*本文抜粋:*
【インタビュー】創立46年の超人気劇団! 主宰の三宅裕司に最新作の魅力を聞く

喜劇役者、ラジオパーソナリティ、テレビタレント、司会者、ラジオパーソナリティジャズドラマー……と様々な分野の第一線に立ち、今なお八面六臂の活躍ぶりを見せる三宅裕司。彼が主宰する劇団スーパー・エキセントリック・シアターの名もまた広く知られていることだろう。創立46年を迎えた現在も熱烈な支持を誇るこの超人気劇団の第63回本公演『地球クライシス SOS 〜奇跡を起こせ!ロウジンジャーズ〜』が10月23日より東京池袋・サンシャイン劇場にて上演される。“日本と日本人の素晴らしさ”をテーマとして謳い、スーパー・エキセントリック・シアターが旗印として掲げる“ミュージカル・アクション・コメディー”を柱として織りなされる本作は、現代日本が抱える問題を容赦なく浮き彫りにしながらも、誰にとってもわかりやすく楽しめる名作として、観る者の心にいつまでも残り続けるに違いない。若い人にこそ観てほしいと三宅が語る本作、また、劇団スーパー・エキセントリック・シアターや、三宅の目指す喜劇について、その魅力をとことん語ってもらった。まだ生の舞台に触れたことのないあなたも足を運んでみたくなること必至です。

*課題 A:*
三宅裕司へのインタビュー記事に基づき、次の問いに答えてください。
(i) 三宅裕司が主宰する劇団は、創立何年を迎えていますか。
(ii) 第63回本公演は、いつから、どの劇場で上演されますか。
(iii) 第63回本公演がテーマとして謳っているものは何ですか。
*課題 B:* 三宅裕司へのインタビュー記事を、最後の文に続けて書き進めてください。

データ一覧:

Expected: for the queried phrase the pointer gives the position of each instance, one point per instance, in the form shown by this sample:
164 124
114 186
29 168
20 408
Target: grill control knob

*解答 A:*
(i) 創立46年です。
(ii) 10月23日から、東京池袋のサンシャイン劇場で上演されます。
(iii) 「日本と日本人の素晴らしさ」です。

*解答 B:*
だったら自分で作るしかないな、と
この秋、三宅さんが主宰されている劇団スーパー・エキセントリック・シアター(以下、SET(エスイーティ)が第63回本公演『地球クライシス SOS 〜奇跡を起こせ!ロウジンジャーズ〜』を上演します。まずは今年で創立46年となるSETとはどんな劇団なのかというところから教えていただけますか。

三宅裕司:一言で言えば、東京喜劇ですね。僕は小さい頃から音楽と笑いというものに触れて育ってきたんですよ。ザ・ベンチャーズってわかります?
もちろん存じています。日本にもエレキギターブームを巻き起こした、アメリカの現役最長ロック・グループですよね。テケテケサウンドで有名な。
三宅裕司:そうです。中学生の頃にベンチャーズに出会ってコピーバンドを作り、高校でリズム&ブルースとかニューロックとかもやるようになって、大学ではジャズコンボバンドとコミックバンドをやって。それと並行して高校、大学と落語研究会にも入っていたんです。とにかく音楽と笑いをやりたくて、大学卒業後には劇団に入ったんですけど、その劇団がわりと古いタイプの喜劇だったので、これはちょっと違うな、だったら自分で作るしかないと思って立ち上げたのがSETなんです。“ミュージカル・アクション・コメディー”というのがSETの旗印なんですけど、ミュージカル=歌って踊る、アクション=喧嘩シーン、そしてコメディー=笑いがある、そういうものを作りたくて。誰にでもわかりやすくて、ずっと楽しくて、最後にちょっと感動できるような。
変に小難しくするのではなく。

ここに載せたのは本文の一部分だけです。